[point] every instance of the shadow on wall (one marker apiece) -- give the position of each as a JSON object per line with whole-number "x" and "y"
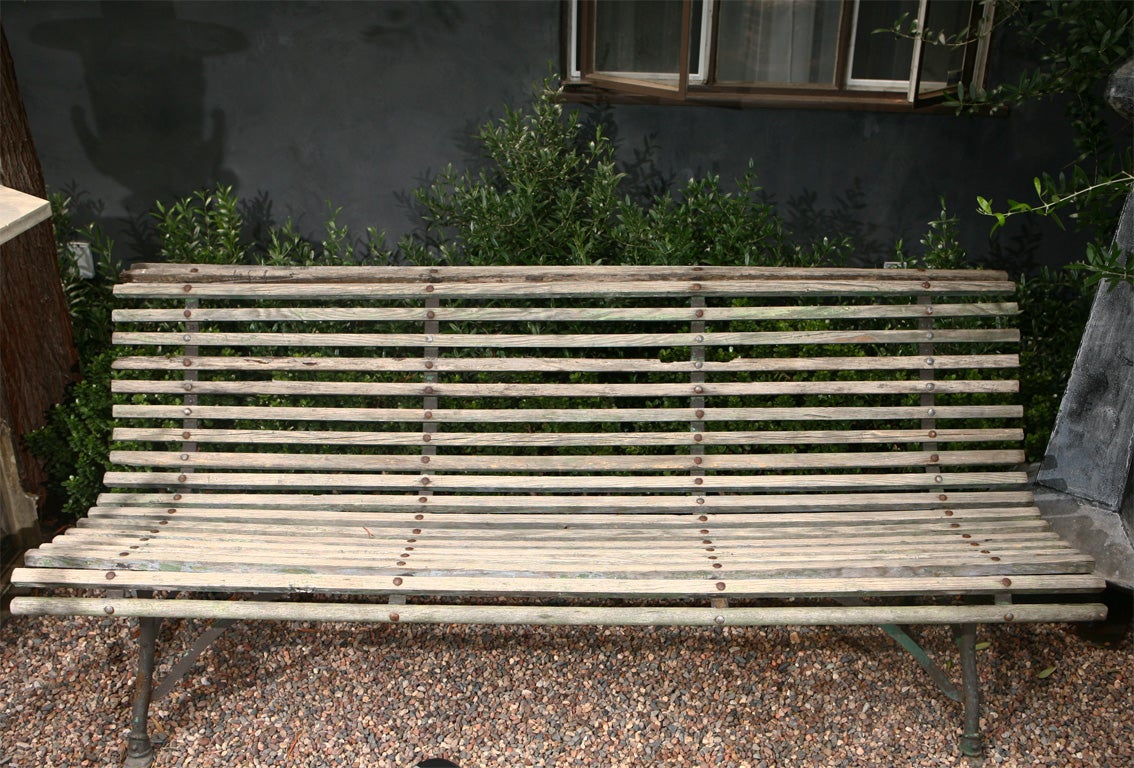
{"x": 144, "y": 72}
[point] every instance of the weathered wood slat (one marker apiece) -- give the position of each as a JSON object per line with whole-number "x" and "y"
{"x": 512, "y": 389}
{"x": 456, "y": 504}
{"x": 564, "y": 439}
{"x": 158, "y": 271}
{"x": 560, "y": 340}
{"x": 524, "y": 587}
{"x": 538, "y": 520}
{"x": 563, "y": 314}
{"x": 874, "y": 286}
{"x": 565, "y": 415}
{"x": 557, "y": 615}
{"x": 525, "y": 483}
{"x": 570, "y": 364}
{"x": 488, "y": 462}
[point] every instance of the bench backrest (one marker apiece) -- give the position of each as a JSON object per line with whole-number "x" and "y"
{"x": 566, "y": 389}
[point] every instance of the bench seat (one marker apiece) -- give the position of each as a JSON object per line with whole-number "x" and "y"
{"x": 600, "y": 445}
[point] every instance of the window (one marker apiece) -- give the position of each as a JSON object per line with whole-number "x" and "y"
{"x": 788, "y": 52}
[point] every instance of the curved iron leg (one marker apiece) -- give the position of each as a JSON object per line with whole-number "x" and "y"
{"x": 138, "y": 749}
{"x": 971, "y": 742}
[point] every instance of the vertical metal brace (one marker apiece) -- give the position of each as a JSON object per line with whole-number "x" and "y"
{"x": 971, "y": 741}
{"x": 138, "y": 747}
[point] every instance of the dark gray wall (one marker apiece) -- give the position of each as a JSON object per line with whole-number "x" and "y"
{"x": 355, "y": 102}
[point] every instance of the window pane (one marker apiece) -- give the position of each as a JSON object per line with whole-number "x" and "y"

+ + + +

• Assignment
Where the line containing "[point] every instance of the vertical" appears in the records above, begin copying and continue through the last line; copy each line exactly and include no others.

• Output
[point] every instance of the vertical metal brace (one marker apiece) -- give the position of each as a JSON object per line with whole-number "x" and "y"
{"x": 971, "y": 741}
{"x": 138, "y": 747}
[point] every instance of the dark gray wall (one marker apiece) -- give the position of each as a JSON object per line with whole-number "x" and "y"
{"x": 355, "y": 102}
[point] every instance of the window pane (one marker apiece) -- give the position of each as a JSON object per line with whole-number "x" and "y"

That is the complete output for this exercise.